PROBLEMA.
Represente como uma lista JSON de strings, uma para cada linha, o trecho que vai do início das linhas abaixo até a linha que contém "Query: submerged vegetation", ambas incluídas. Pule as linhas em branco e deixe as imagens de fora da resposta.

Anotações de contorno de objetos.
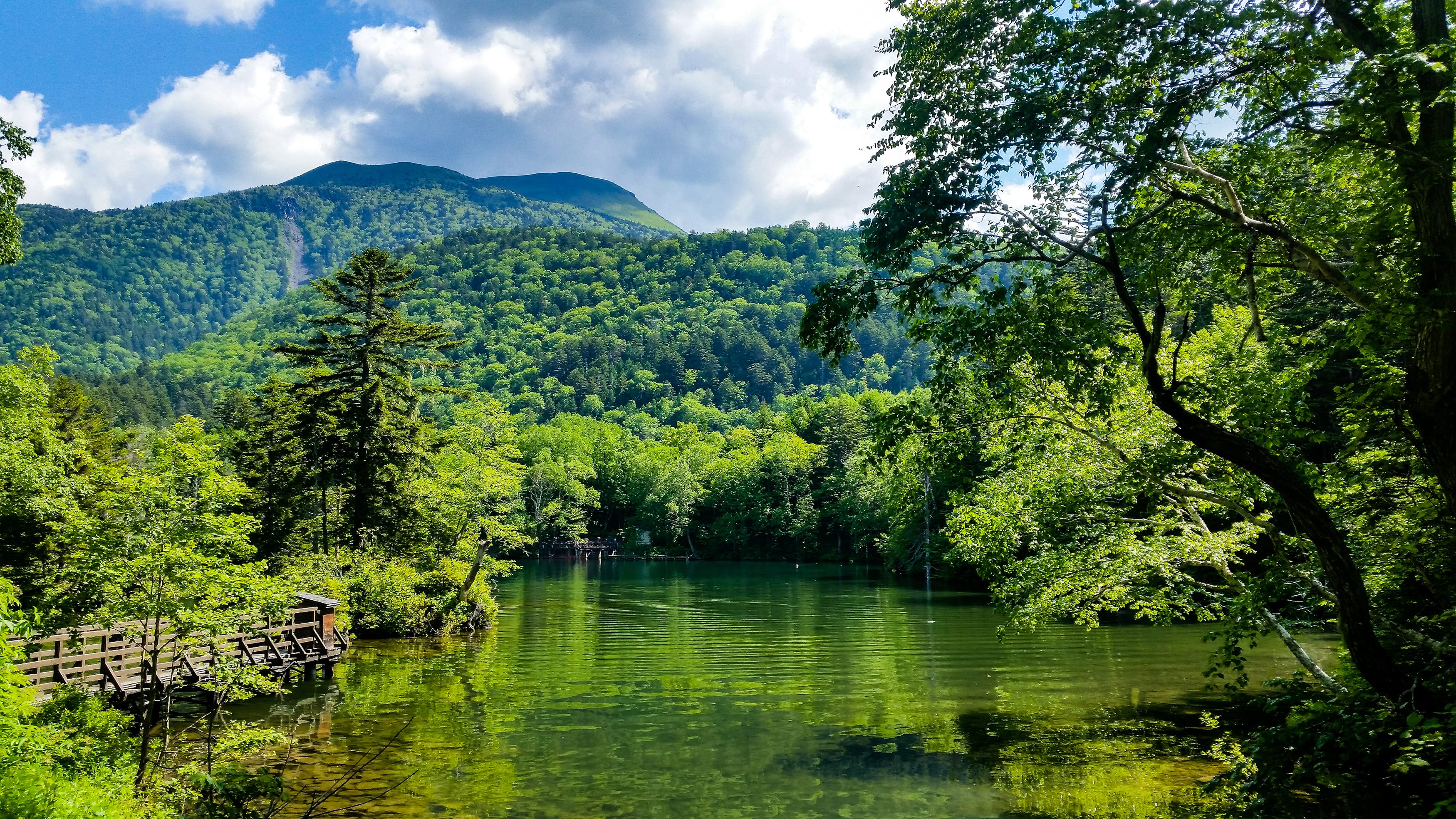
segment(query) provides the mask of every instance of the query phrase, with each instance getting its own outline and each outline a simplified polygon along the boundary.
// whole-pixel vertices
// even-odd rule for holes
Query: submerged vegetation
[[[1277,643],[1300,671],[1198,748],[1210,810],[1450,813],[1444,6],[893,6],[894,161],[858,230],[680,236],[476,191],[501,207],[444,227],[415,193],[386,230],[368,196],[243,192],[28,234],[0,169],[0,260],[35,249],[0,288],[0,813],[248,816],[284,787],[239,767],[277,738],[217,722],[266,681],[226,672],[170,742],[156,708],[35,707],[36,630],[207,644],[309,591],[358,634],[443,636],[495,623],[513,557],[588,537],[952,578],[1008,639],[1204,623],[1232,691]],[[221,239],[67,260],[106,220]]]

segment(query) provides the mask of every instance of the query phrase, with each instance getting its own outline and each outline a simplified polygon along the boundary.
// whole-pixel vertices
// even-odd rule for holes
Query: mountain
[[[903,390],[926,378],[929,358],[885,311],[839,367],[799,346],[811,288],[858,266],[856,246],[855,231],[807,223],[658,239],[476,228],[405,249],[421,278],[405,310],[464,340],[448,353],[459,367],[440,371],[446,384],[513,412],[702,423],[719,418],[705,407],[747,413],[815,384]],[[121,423],[208,418],[232,390],[282,371],[269,348],[303,337],[325,308],[300,288],[160,362],[89,383]]]
[[[667,221],[657,211],[644,205],[630,191],[593,176],[579,173],[531,173],[529,176],[486,176],[470,179],[469,176],[431,164],[415,164],[412,161],[396,161],[393,164],[355,164],[352,161],[332,161],[319,166],[307,173],[294,176],[284,185],[301,185],[319,188],[323,185],[338,185],[351,188],[370,188],[392,185],[396,188],[416,186],[475,186],[502,188],[536,199],[539,202],[559,202],[598,212],[604,217],[635,223],[649,230],[665,233],[683,233],[683,228]],[[628,231],[630,234],[632,231]]]
[[[411,163],[331,163],[282,185],[130,209],[17,212],[25,259],[0,268],[0,355],[44,342],[71,371],[96,374],[181,351],[368,246],[479,227],[681,234],[601,179],[480,180]]]

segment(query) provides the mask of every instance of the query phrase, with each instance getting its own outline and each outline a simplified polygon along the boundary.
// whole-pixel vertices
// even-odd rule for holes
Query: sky
[[[26,202],[333,160],[610,179],[689,230],[862,218],[884,0],[0,0]]]

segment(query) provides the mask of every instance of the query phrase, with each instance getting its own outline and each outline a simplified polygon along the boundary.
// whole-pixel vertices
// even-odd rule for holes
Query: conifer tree
[[[421,396],[456,393],[415,383],[416,371],[451,367],[430,353],[460,342],[399,310],[416,287],[411,272],[377,247],[357,253],[313,282],[336,311],[309,319],[316,332],[307,342],[274,348],[307,368],[294,387],[307,407],[300,439],[313,444],[314,468],[345,490],[342,522],[355,550],[406,506],[405,482],[424,454]]]

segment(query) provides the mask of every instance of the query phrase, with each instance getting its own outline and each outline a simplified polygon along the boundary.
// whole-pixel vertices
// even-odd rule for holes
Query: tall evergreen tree
[[[370,247],[313,287],[335,313],[309,319],[304,343],[274,348],[304,378],[300,438],[325,483],[345,490],[344,525],[354,548],[405,508],[403,483],[422,455],[419,397],[454,390],[415,381],[416,371],[453,367],[437,355],[460,342],[437,324],[411,321],[399,303],[416,287],[412,269]]]
[[[15,208],[25,196],[25,180],[4,167],[31,156],[31,137],[19,125],[0,119],[0,265],[20,260],[20,217]]]

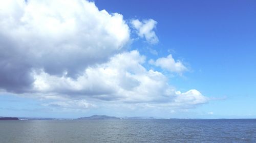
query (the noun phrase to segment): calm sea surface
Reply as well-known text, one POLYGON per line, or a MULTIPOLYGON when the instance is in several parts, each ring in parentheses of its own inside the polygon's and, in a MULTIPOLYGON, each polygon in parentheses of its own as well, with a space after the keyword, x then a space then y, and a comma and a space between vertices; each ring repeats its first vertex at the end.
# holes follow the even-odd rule
POLYGON ((0 142, 256 142, 256 120, 0 121, 0 142))

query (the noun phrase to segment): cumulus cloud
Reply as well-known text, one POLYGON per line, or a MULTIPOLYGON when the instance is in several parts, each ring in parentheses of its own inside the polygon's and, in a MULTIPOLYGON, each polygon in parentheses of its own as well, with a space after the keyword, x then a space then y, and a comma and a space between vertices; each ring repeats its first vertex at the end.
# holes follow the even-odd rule
POLYGON ((77 77, 130 40, 122 15, 86 1, 5 1, 0 5, 0 88, 28 91, 31 73, 77 77))
MULTIPOLYGON (((130 30, 120 14, 83 0, 1 4, 0 91, 55 100, 44 105, 70 109, 94 107, 95 101, 186 108, 208 101, 196 90, 177 91, 163 73, 145 68, 145 55, 125 50, 130 30)), ((140 37, 158 42, 156 21, 132 24, 140 37)), ((170 54, 151 64, 179 73, 187 69, 170 54)))
POLYGON ((95 107, 95 105, 88 103, 86 100, 51 102, 43 104, 42 105, 71 109, 84 109, 95 107))
POLYGON ((169 54, 166 58, 160 58, 155 61, 153 60, 149 61, 149 63, 170 72, 182 73, 187 70, 187 69, 180 61, 175 61, 172 54, 169 54))
POLYGON ((124 52, 107 63, 87 68, 76 79, 34 72, 34 90, 123 103, 165 103, 174 106, 194 106, 207 101, 199 91, 177 92, 161 72, 147 70, 145 57, 137 50, 124 52))
POLYGON ((138 19, 132 21, 133 27, 136 30, 137 33, 141 38, 145 38, 146 40, 151 44, 155 44, 158 43, 158 38, 154 31, 156 28, 157 22, 152 19, 143 20, 140 21, 138 19))

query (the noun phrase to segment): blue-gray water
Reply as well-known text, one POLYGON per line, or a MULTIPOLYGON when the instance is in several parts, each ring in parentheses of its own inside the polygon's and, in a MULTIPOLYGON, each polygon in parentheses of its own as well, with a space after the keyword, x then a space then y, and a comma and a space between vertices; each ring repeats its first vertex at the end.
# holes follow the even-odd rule
POLYGON ((256 142, 256 120, 0 121, 0 142, 256 142))

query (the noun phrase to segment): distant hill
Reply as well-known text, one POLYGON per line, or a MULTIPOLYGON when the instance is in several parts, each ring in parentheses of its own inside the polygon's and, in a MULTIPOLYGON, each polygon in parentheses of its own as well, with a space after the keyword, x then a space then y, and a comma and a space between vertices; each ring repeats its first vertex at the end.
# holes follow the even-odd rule
POLYGON ((1 117, 0 120, 19 120, 16 117, 1 117))
POLYGON ((117 118, 114 116, 95 115, 90 117, 81 117, 77 119, 76 120, 119 119, 120 119, 119 118, 117 118))
POLYGON ((124 117, 120 118, 121 119, 133 119, 133 120, 141 120, 141 119, 156 119, 153 117, 124 117))

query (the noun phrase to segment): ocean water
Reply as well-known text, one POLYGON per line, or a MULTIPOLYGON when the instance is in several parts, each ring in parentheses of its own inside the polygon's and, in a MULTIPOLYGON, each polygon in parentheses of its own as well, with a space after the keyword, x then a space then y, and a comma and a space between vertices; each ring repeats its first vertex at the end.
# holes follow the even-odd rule
POLYGON ((0 142, 256 142, 256 120, 0 121, 0 142))

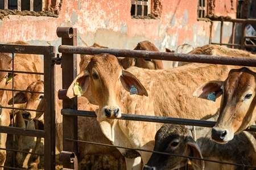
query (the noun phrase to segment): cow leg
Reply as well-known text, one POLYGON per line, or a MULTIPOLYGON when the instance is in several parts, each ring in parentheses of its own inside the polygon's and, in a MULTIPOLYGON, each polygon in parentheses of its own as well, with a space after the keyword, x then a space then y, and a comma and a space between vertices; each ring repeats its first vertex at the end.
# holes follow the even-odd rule
POLYGON ((125 158, 125 163, 126 169, 141 169, 141 157, 137 157, 135 159, 129 159, 125 158))
MULTIPOLYGON (((10 114, 7 109, 2 109, 2 114, 0 116, 0 125, 9 126, 10 124, 10 114)), ((0 148, 5 148, 7 134, 0 133, 0 148)), ((6 159, 6 151, 0 150, 0 165, 3 166, 6 159)), ((0 169, 3 169, 0 167, 0 169)))
MULTIPOLYGON (((35 122, 35 129, 43 130, 43 126, 40 126, 39 124, 40 122, 38 120, 34 120, 35 122)), ((36 144, 33 152, 38 153, 39 152, 40 147, 41 145, 41 138, 36 138, 36 144)), ((40 156, 39 155, 32 154, 28 162, 28 167, 30 169, 37 169, 38 165, 40 163, 40 156)))
MULTIPOLYGON (((16 126, 20 128, 26 128, 25 121, 20 114, 16 114, 16 126)), ((18 135, 17 150, 22 151, 23 149, 23 135, 18 135)), ((18 167, 22 168, 23 165, 23 158, 22 152, 17 152, 15 155, 16 164, 18 167)))

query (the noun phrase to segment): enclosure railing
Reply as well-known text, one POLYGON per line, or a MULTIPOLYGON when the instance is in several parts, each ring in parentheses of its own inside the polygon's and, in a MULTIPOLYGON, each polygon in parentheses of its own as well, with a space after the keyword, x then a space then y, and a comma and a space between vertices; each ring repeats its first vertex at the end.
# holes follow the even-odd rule
MULTIPOLYGON (((33 130, 15 127, 0 126, 0 133, 44 138, 44 169, 55 169, 55 114, 53 114, 55 112, 55 86, 54 79, 54 65, 56 61, 56 58, 55 58, 55 48, 52 46, 0 44, 0 53, 40 54, 43 56, 44 73, 24 72, 23 73, 44 75, 44 130, 33 130)), ((15 62, 15 57, 14 61, 15 62)), ((20 73, 20 71, 17 71, 15 70, 1 70, 0 71, 20 73)), ((14 79, 15 79, 15 77, 14 79)), ((1 90, 8 90, 1 89, 1 90)), ((11 90, 11 91, 26 92, 25 90, 20 91, 11 90)), ((0 105, 0 108, 1 108, 20 109, 20 108, 6 107, 0 105)), ((42 112, 42 110, 35 111, 42 112)), ((19 152, 20 151, 15 150, 15 151, 19 152)), ((28 153, 32 154, 35 154, 31 152, 28 153)), ((15 168, 15 169, 19 169, 15 168)))
MULTIPOLYGON (((98 48, 92 47, 75 46, 76 41, 76 29, 71 27, 59 27, 57 35, 62 38, 62 45, 58 48, 59 52, 62 53, 62 68, 63 79, 63 89, 59 91, 59 98, 63 100, 63 151, 60 155, 60 159, 63 160, 64 168, 77 169, 77 116, 96 117, 94 112, 77 110, 77 97, 70 99, 66 97, 67 89, 76 75, 76 54, 97 54, 109 53, 115 56, 125 57, 137 57, 166 61, 208 63, 221 65, 238 65, 255 67, 256 58, 222 57, 191 54, 175 54, 172 53, 133 50, 126 49, 98 48), (74 64, 74 65, 73 65, 74 64), (66 70, 67 69, 67 70, 66 70), (65 72, 65 74, 63 74, 65 72), (64 122, 65 121, 65 122, 64 122)), ((215 122, 204 120, 188 120, 171 117, 162 117, 129 114, 122 114, 122 120, 144 121, 162 123, 172 123, 199 126, 213 127, 215 122)), ((256 131, 256 126, 252 125, 246 130, 256 131)), ((136 148, 134 148, 136 150, 136 148)))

RESOLUÇÃO DO EXERCÍCIO.
[
  "segment(query) provides the mask of every instance of the query phrase, with each instance getting its own outline and each outline a simplified polygon along the boundary.",
  "// whole-pixel vertices",
  "// even-odd rule for holes",
  "Query: submerged vegetation"
]